▶ Testo dell'esercizio:
┄┄┄┄┄┄┄┄┄┄

Ha lottato per anni per la libertà e i diritti umani ed ha pagato sulla propria pelle questa "sfida" al regime di Pechino. Liu Xiaobo, premio Nobel per la pace nel 2010, è morto all'età di 62 anni (li avrebbe compiuti il prossimo 28 dicembre). Scrittore, docente e attivista, l'8 dicembre 2008 era stato arrestato per attività sovversiva. La sua colpa? Essere il primo firmatario (quindi l'anima) del movimento "Charta 08". Dopo un anno dietro le sbarre fu condannato a 11 anni di prigione. L'8 ottobre 2010 ricevette il Premio Nobel per la pace "per il suo impegno non violento a tutela dei diritti umani in Cina".
Liu Xiaobo da tempo era ricoverato in un ospedale di Shenyang, nel nord-est della Cina, per un tumore al fegato in fase terminale. Le sue condizioni ultimamente si erano molto aggravate. I suoi familiari avrebbero rifiutato la richiesta di intubarlo.
La comunità internazionale aveva rivolto diversi appelli a Pechino per permettere al premio Nobel di ricevere cure all’estero. La Germania e gli Stati Uniti si erano detti pronti a ospitarlo e curarlo, chiedendo a Pechino di dare priorità agli aspetti umanitari. Lo stesso Liu domenica scorsa aveva chiesto ai medici stranieri (uno statunitense e uno tedesco) di potere lasciare il Paese per farsi curare. Ma questi disperati appelli non sono stati accolti. "E' un "affare interno - ha sempre risposto il regime -. La Cina è un paese in cui vige lo stato di diritto, tutti sono uguali
davanti alla legge e ci auguriamo che gli altri Paesi rispettino la nostra sovranità giudiziaria e non utilizzino un singolo caso per interferire con i nostri affari interni della Cina".

┄┄┄┄┄┄┄┄┄┄

▶ Istruzioni dell'esercizio:
A. Nell'articolo su Liu Xiaobo, in quale città si trovava l'ospedale dove era ricoverato?
B. Riprendi per favore l'articolo su Liu Xiaobo dal punto in cui si interrompe.
I dati non servono per svolgere l'esercizio.

▶ Sezione dati:
┄┄┄┄┄┄┄┄┄┄

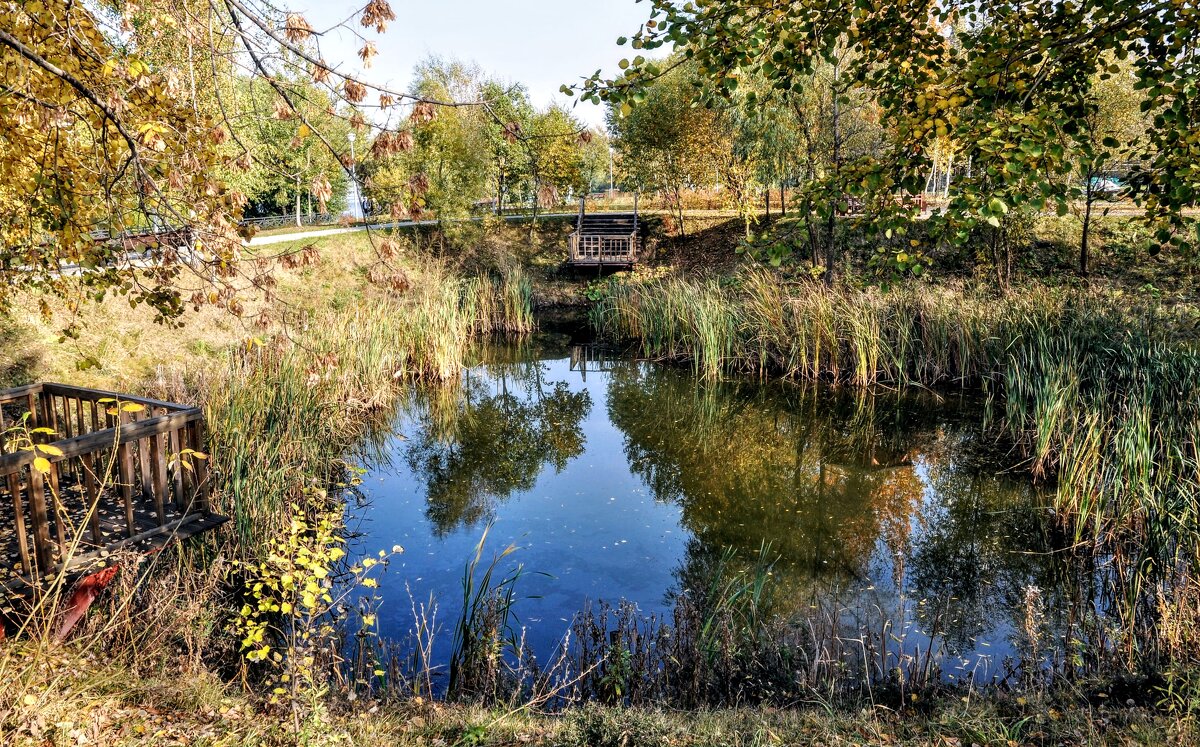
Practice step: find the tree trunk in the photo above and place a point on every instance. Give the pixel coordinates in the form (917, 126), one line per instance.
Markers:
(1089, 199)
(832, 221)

┄┄┄┄┄┄┄┄┄┄

▶ Risposte:
A. A Shenyang, nel nord-est della Cina.

B.
Nato nel 1955 a Changchun (Nord della Cina), era cresciuto in Mongolia, dove la sua familia era stata costretta a trasferirsi negli anni della Rivoluzione culturale. Dopo la laurea si specializzò su un tema che era tutto un programma: "Estetica e libertà dell'uomo". Proseguì il suo percorso di studi in Europa e poi negli Stati Uniti. Nel 1989 lasciò la tranquillità della Columbia University (New York) per lottare con gli studenti di Piazza Tienanmen. Finì male, con i carri armati che spazzarono via la protesta, uccidendo nella culla il sogno della libertà. Finì in carcere, ai lavori forzati. Nonostante le sue proteste sempre pacifiche, subì numerosi arresti e limitazioni della libertà. Persino il suo nome era censurato, per evitare che i cinesi potessero leggere i suoi scritti e le sue critiche al pensiero unico.
L'ultima sfida fu Charta 08, un manifesto pubblico che si ispirava alla famosa Charta 77, scritta dai dissidenti di Praga negli Anni Settanta. Per la pubblicazione di Charta 08 Liu Xiaobo, primo firmatario, scelse una data simbolica, il 60º anniversario della proclamazione della Dichiarazione universale dei diritti dell'uomo. Charta 08 in buona sostanza fu un grande appello alla libertà di espressione, al rispetto dei diritti umani e alle libere elezioni libere.
Liu Xiaobo chiedeva riforme democratiche e il rispetto dei diritti umani, compresa, ovviamente, la libertà di pensiero. Una sfida davvero troppo alta per il regime di Pechino. Che gliela fece pagare chiudendolo in prigione.